*Instructions to follow:* Revise the lines from the one containing "For every instance of the computer desk, the" through the one containing "x=142, y=133", replacing "computer desk" with "writing desk" and keeping everything else unchanged. Return only those lines.

Saved items from a collection:
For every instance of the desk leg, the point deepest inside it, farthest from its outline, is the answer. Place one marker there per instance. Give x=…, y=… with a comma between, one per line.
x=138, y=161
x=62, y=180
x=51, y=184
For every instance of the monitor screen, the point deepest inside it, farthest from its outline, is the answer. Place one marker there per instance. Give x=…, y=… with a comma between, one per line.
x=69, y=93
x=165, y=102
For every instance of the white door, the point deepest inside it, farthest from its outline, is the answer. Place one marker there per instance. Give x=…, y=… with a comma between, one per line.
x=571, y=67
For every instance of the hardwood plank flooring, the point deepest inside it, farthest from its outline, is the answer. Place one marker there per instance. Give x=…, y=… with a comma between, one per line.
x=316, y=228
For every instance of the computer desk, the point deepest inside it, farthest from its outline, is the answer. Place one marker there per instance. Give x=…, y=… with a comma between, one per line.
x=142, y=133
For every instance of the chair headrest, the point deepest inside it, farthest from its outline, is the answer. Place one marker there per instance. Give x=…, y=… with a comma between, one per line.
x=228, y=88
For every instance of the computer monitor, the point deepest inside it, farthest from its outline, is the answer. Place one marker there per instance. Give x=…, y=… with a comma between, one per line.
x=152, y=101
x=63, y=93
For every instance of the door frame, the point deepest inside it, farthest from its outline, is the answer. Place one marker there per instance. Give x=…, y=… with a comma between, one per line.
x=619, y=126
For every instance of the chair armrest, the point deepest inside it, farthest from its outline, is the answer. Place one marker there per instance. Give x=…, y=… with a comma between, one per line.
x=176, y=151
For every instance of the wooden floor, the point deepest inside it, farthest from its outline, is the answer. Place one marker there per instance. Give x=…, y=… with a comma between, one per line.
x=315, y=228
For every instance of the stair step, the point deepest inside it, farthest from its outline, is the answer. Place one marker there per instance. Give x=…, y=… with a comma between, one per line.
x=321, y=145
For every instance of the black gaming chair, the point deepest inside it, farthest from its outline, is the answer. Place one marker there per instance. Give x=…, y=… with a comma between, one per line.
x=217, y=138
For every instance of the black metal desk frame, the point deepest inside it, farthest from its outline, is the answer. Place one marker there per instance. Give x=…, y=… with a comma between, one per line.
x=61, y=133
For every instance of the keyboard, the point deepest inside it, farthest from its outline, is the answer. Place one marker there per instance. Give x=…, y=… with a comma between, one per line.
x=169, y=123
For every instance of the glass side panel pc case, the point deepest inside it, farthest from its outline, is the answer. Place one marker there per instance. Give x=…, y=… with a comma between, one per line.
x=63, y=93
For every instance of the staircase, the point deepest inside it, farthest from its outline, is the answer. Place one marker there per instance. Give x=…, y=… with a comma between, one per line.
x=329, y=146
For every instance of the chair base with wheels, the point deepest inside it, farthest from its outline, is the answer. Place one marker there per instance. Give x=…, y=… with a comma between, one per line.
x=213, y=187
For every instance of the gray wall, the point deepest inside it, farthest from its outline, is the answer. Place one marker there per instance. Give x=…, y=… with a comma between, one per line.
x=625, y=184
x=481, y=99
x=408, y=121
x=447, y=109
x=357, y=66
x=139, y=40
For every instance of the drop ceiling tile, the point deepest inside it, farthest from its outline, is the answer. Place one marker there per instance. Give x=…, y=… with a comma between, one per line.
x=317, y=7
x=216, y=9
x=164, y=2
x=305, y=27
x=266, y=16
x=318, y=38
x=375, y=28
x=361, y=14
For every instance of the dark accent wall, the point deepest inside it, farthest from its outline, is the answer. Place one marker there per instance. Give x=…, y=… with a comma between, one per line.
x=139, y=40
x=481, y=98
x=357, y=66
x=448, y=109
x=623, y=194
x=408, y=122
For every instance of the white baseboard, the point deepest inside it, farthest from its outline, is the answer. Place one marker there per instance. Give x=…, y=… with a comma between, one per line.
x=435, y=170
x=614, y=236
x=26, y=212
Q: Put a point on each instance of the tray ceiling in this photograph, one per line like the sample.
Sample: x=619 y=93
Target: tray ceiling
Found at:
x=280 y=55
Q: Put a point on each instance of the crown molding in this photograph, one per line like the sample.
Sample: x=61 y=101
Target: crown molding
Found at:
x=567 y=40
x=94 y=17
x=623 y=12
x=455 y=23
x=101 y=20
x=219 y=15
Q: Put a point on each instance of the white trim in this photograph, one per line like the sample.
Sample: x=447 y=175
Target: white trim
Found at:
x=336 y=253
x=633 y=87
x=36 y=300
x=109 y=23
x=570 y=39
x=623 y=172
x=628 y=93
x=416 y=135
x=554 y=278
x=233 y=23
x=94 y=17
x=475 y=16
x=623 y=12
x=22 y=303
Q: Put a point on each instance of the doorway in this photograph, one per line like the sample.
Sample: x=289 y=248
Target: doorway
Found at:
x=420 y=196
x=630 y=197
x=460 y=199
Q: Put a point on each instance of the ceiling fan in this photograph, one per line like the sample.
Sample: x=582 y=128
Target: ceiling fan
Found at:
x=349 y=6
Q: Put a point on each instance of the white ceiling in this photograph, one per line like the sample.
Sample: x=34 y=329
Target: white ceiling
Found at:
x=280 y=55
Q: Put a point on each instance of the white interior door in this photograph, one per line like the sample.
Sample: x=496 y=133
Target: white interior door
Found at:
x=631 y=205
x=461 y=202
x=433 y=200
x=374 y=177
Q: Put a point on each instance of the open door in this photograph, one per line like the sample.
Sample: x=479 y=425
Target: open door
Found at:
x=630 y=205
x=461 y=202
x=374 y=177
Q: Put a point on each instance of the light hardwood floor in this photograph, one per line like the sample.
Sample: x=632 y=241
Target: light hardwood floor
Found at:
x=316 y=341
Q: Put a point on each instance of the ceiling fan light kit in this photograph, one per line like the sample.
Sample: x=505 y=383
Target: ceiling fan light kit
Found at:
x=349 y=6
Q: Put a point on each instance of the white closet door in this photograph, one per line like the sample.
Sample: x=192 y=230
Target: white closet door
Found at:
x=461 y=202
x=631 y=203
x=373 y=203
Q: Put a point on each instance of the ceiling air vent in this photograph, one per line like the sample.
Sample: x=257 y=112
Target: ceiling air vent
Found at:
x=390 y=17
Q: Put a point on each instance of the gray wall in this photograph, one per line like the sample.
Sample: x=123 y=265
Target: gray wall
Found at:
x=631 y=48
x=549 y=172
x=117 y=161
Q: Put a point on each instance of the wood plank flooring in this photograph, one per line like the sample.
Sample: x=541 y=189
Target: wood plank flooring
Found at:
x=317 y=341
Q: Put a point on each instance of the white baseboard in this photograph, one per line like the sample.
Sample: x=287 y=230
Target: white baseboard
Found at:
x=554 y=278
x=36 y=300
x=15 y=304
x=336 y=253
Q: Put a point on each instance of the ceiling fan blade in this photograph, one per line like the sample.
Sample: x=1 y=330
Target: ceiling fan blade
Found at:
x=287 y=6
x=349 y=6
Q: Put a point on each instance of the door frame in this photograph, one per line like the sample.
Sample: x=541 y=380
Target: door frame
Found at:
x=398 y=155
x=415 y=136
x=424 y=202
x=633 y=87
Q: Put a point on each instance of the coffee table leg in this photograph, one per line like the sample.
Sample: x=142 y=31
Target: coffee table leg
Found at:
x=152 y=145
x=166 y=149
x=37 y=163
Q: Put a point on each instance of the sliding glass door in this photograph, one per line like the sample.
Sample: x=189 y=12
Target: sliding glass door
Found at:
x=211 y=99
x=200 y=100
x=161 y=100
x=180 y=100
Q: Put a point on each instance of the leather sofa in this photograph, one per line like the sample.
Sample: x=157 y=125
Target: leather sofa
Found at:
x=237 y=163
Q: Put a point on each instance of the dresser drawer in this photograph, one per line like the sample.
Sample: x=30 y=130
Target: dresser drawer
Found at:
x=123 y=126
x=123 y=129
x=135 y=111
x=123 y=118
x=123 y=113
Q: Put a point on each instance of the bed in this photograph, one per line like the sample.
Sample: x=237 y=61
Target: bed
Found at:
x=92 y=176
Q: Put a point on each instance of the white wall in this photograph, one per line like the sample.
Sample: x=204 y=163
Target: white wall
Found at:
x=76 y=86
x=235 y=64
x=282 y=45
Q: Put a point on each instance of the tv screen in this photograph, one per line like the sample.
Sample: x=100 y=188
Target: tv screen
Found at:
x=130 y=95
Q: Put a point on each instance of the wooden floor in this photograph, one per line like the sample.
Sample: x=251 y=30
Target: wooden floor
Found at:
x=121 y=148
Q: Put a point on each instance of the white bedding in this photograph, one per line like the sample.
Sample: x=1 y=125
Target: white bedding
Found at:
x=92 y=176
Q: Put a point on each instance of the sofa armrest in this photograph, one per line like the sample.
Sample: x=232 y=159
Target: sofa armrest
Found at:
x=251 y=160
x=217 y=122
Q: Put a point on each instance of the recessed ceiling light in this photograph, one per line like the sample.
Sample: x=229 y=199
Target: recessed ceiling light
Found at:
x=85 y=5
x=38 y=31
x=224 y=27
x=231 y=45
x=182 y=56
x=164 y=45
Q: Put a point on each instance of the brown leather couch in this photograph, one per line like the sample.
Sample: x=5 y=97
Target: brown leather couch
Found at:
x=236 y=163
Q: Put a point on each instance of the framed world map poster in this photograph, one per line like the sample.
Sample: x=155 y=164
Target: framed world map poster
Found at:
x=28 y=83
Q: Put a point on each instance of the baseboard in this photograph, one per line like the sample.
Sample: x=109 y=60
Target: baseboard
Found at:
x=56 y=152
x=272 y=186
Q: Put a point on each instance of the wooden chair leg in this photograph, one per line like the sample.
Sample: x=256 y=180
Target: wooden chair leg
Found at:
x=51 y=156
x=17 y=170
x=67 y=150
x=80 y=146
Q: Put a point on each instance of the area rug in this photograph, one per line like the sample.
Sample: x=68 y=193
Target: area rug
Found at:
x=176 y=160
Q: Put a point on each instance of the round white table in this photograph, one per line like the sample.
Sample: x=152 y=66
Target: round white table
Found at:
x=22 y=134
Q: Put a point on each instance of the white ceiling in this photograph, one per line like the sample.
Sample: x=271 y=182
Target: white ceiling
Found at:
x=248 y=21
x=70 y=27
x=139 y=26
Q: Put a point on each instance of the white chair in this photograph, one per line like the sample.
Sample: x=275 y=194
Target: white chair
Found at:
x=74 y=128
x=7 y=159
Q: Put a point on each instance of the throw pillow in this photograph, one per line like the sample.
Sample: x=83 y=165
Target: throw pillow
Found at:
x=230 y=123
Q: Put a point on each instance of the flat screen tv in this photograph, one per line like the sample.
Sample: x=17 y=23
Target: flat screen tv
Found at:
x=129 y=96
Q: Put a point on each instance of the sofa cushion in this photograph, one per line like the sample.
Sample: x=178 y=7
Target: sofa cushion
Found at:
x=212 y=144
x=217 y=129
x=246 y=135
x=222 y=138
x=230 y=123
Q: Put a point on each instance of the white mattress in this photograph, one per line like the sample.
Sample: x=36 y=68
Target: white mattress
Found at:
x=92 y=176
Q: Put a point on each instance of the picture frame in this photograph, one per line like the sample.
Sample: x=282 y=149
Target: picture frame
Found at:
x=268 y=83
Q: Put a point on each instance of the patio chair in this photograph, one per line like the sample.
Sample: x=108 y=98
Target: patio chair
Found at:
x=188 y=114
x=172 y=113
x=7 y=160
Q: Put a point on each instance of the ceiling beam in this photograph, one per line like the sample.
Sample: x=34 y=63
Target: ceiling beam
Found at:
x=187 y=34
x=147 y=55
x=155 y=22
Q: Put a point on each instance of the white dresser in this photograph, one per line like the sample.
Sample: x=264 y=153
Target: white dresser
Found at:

*Expected answer:*
For every instance of the writing desk, the point deepest inside it, farthest from its outline, is the answer. Place one marker there per instance. Give x=…, y=… with a comma between, one per line.
x=142, y=133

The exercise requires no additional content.